_The task_
Each line below needs to be repeated precisely as it is.

= Beginning of Section =

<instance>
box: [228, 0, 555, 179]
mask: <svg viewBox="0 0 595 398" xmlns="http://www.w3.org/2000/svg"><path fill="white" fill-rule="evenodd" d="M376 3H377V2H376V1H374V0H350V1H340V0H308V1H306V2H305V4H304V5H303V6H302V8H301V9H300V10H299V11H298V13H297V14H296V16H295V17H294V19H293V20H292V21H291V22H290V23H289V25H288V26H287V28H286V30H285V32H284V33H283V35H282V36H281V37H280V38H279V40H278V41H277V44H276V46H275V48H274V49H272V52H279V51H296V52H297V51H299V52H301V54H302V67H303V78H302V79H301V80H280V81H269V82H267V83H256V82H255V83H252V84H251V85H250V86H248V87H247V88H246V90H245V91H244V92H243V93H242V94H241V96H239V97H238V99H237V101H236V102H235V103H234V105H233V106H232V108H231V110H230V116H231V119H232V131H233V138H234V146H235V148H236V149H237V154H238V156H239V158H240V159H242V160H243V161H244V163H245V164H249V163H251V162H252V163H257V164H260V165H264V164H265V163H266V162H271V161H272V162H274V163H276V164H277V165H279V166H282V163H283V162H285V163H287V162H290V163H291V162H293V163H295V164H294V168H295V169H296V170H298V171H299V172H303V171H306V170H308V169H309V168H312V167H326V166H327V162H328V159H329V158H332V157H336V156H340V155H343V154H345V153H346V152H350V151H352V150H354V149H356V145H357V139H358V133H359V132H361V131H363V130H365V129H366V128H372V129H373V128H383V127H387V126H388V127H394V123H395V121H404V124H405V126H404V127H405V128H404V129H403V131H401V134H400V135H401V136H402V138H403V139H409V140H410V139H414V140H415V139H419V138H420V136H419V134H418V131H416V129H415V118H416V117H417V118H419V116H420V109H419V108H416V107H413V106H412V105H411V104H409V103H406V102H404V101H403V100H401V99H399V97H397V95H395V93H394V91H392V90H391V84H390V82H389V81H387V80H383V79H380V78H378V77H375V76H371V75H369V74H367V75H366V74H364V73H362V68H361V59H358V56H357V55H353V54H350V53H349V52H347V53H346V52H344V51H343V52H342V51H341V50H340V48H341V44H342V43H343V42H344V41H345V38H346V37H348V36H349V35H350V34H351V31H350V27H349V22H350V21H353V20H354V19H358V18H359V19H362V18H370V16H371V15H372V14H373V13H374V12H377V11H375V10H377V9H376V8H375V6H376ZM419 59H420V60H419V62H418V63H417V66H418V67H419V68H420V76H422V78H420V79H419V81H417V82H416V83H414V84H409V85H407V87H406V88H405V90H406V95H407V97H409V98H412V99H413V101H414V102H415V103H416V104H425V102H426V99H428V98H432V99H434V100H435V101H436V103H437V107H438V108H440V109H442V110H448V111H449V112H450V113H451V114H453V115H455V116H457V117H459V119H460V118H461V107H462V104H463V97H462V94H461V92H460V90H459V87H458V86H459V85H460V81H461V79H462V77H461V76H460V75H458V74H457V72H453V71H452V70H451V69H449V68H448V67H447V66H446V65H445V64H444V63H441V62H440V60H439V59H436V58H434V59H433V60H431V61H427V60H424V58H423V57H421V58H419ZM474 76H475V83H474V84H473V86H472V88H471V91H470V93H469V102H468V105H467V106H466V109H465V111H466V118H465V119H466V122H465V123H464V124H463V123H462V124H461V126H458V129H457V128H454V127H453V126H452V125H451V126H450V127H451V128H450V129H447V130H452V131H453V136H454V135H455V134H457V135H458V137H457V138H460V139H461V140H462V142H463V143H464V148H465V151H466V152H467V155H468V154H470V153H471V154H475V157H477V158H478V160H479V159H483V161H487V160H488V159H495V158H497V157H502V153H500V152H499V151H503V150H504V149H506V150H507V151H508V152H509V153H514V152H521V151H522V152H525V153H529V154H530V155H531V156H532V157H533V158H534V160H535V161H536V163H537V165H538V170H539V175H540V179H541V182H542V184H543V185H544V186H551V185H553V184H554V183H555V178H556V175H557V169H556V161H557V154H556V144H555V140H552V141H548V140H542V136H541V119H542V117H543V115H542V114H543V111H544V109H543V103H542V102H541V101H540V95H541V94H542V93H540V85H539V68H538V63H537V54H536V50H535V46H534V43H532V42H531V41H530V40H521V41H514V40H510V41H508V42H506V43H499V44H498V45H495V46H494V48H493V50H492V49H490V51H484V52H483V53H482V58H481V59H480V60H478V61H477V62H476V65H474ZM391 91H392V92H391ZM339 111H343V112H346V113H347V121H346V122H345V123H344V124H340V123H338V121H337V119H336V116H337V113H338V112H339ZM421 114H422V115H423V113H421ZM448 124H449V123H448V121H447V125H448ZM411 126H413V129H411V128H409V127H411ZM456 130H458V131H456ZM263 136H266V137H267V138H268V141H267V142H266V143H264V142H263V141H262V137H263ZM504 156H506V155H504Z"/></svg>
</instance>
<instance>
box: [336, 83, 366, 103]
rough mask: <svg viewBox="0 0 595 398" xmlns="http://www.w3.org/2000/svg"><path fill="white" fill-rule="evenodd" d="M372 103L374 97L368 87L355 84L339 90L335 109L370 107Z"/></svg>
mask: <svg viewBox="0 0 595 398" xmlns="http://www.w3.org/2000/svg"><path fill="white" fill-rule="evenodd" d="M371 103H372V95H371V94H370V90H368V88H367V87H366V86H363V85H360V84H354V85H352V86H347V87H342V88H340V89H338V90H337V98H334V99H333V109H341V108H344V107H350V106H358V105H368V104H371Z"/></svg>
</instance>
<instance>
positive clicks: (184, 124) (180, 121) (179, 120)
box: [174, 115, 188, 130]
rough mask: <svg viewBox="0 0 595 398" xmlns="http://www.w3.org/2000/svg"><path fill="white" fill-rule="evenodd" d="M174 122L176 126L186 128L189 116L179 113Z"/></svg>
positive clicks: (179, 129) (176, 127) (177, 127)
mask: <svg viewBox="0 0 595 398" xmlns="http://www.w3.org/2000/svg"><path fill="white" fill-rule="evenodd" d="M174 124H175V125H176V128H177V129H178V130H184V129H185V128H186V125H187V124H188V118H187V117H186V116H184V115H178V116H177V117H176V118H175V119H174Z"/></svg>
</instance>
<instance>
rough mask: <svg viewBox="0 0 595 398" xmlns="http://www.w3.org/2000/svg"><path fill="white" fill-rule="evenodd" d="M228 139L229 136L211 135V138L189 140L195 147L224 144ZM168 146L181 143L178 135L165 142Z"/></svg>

= End of Section =

_Response_
<instance>
box: [228, 0, 555, 179]
mask: <svg viewBox="0 0 595 398" xmlns="http://www.w3.org/2000/svg"><path fill="white" fill-rule="evenodd" d="M376 3H377V2H376V1H374V0H350V1H340V0H308V1H306V2H305V4H304V5H303V6H302V8H301V9H300V10H299V11H298V13H297V14H296V16H295V17H294V19H293V20H292V21H291V22H290V23H289V25H288V26H287V28H286V30H285V32H284V33H283V35H282V36H281V37H280V38H279V40H278V41H277V44H276V46H275V48H274V49H272V52H279V51H296V52H297V51H299V52H301V54H302V67H303V78H302V79H301V80H280V81H269V82H267V83H256V82H255V83H252V84H251V85H250V86H248V87H247V88H246V90H245V91H244V92H243V93H242V94H241V96H239V97H238V99H237V101H236V102H235V103H234V105H233V106H232V108H231V110H230V116H231V119H232V131H233V138H234V146H235V148H236V149H237V154H238V156H239V158H240V159H242V160H243V161H244V163H245V164H249V163H251V162H252V163H257V164H260V165H264V164H265V163H266V162H271V161H272V162H274V163H276V164H277V165H279V166H282V163H283V162H285V163H287V162H290V163H291V162H293V163H295V164H294V168H295V169H296V170H298V171H299V172H303V171H306V170H308V169H309V168H312V167H326V166H327V162H328V159H329V158H332V157H336V156H340V155H343V154H345V153H346V152H350V151H352V150H354V149H356V145H357V139H358V133H359V132H361V131H363V130H365V129H366V128H372V129H373V128H383V127H387V126H388V127H394V123H395V121H404V124H405V126H404V127H405V128H404V129H403V131H401V134H400V135H401V136H402V138H403V139H409V140H410V139H414V140H415V139H419V138H420V136H419V134H418V131H416V129H415V118H416V117H417V118H419V116H420V109H419V108H416V107H413V106H412V105H411V104H409V103H406V102H404V101H403V100H401V99H399V97H397V95H395V93H394V91H392V90H391V84H390V82H389V81H387V80H383V79H380V78H378V77H375V76H371V75H369V74H367V75H366V74H364V73H362V68H361V59H358V56H357V55H353V54H350V53H349V52H347V53H346V52H344V51H343V52H342V51H341V50H340V48H341V44H342V43H343V42H344V41H345V38H346V37H348V36H349V35H350V34H351V31H350V27H349V22H350V21H353V20H354V19H358V18H359V19H362V18H370V16H371V15H372V14H373V13H374V12H377V11H375V10H377V9H376V8H375V6H376ZM419 59H420V60H419V62H418V63H417V66H418V67H419V68H420V76H422V78H420V79H419V81H417V82H416V83H414V84H409V85H407V87H406V88H405V90H406V95H407V97H409V98H412V99H413V101H414V102H415V103H416V104H425V102H426V99H428V98H432V99H434V100H435V101H436V103H437V107H438V108H440V109H442V110H448V111H449V112H450V113H451V114H453V115H455V116H457V117H459V119H460V118H461V107H462V104H463V97H462V94H461V92H460V90H459V87H458V86H459V85H460V81H461V79H462V77H461V76H460V75H458V74H457V72H453V71H452V70H451V69H449V68H448V67H447V66H446V65H445V64H444V63H441V62H440V60H439V59H436V58H434V59H433V60H431V61H427V60H424V58H423V57H421V58H419ZM474 76H475V83H474V84H473V86H472V88H471V91H470V93H469V102H468V105H467V106H466V109H465V111H466V118H465V119H466V122H465V123H464V124H463V123H462V124H461V126H458V129H457V128H454V127H453V126H452V125H451V126H450V127H451V128H450V129H447V130H452V131H453V136H454V135H455V134H457V135H458V137H457V138H460V139H461V140H462V142H463V143H464V148H465V151H466V152H467V155H468V154H470V153H471V154H475V157H477V158H478V160H479V159H483V161H487V160H488V159H495V158H497V157H502V153H500V152H499V151H503V150H504V149H506V150H507V151H508V152H509V153H514V152H521V151H522V152H525V153H529V154H530V155H531V156H532V157H533V158H534V160H535V161H536V163H537V165H538V170H539V175H540V179H541V182H542V184H543V185H544V186H551V185H553V184H554V183H555V178H556V175H557V169H556V161H557V154H556V144H555V140H552V141H548V140H542V136H541V119H542V117H543V115H542V114H543V111H544V109H543V103H542V102H541V101H540V95H541V94H542V93H540V85H539V68H538V63H537V54H536V50H535V46H534V43H532V42H531V41H530V40H521V41H514V40H510V41H508V42H506V43H499V44H498V45H495V46H494V48H493V50H492V49H490V51H484V52H483V53H482V58H481V59H480V60H478V61H477V62H476V65H474ZM391 91H392V92H391ZM339 111H343V112H346V113H347V121H346V122H345V123H344V124H340V123H338V121H337V119H336V116H337V113H338V112H339ZM421 114H422V115H423V113H421ZM448 124H449V123H448V121H447V125H448ZM411 126H413V129H411V128H409V127H411ZM456 130H458V131H456ZM263 136H266V137H267V138H268V141H267V142H266V143H264V142H263V141H262V137H263ZM504 156H506V155H504Z"/></svg>
</instance>
<instance>
box: [336, 83, 366, 103]
rough mask: <svg viewBox="0 0 595 398" xmlns="http://www.w3.org/2000/svg"><path fill="white" fill-rule="evenodd" d="M372 103L374 97L368 87L355 84L339 90L335 109L370 107Z"/></svg>
mask: <svg viewBox="0 0 595 398" xmlns="http://www.w3.org/2000/svg"><path fill="white" fill-rule="evenodd" d="M371 103H372V95H371V94H370V90H368V88H367V87H366V86H363V85H360V84H354V85H352V86H347V87H342V88H340V89H338V90H337V98H334V99H333V109H341V108H344V107H350V106H358V105H368V104H371Z"/></svg>
</instance>
<instance>
positive clicks: (184, 124) (180, 121) (179, 120)
box: [174, 115, 188, 130]
rough mask: <svg viewBox="0 0 595 398" xmlns="http://www.w3.org/2000/svg"><path fill="white" fill-rule="evenodd" d="M174 122L176 126L186 128L189 116L179 113Z"/></svg>
positive clicks: (179, 129) (176, 127) (177, 127)
mask: <svg viewBox="0 0 595 398" xmlns="http://www.w3.org/2000/svg"><path fill="white" fill-rule="evenodd" d="M174 124H175V125H176V128H177V129H178V130H184V129H185V128H186V125H187V124H188V118H187V117H186V116H184V115H178V116H177V117H176V118H175V119H174Z"/></svg>
</instance>
<instance>
rough mask: <svg viewBox="0 0 595 398" xmlns="http://www.w3.org/2000/svg"><path fill="white" fill-rule="evenodd" d="M228 139L229 136L211 135V138L189 140L195 147L224 144ZM168 146L181 143L178 135L165 142Z"/></svg>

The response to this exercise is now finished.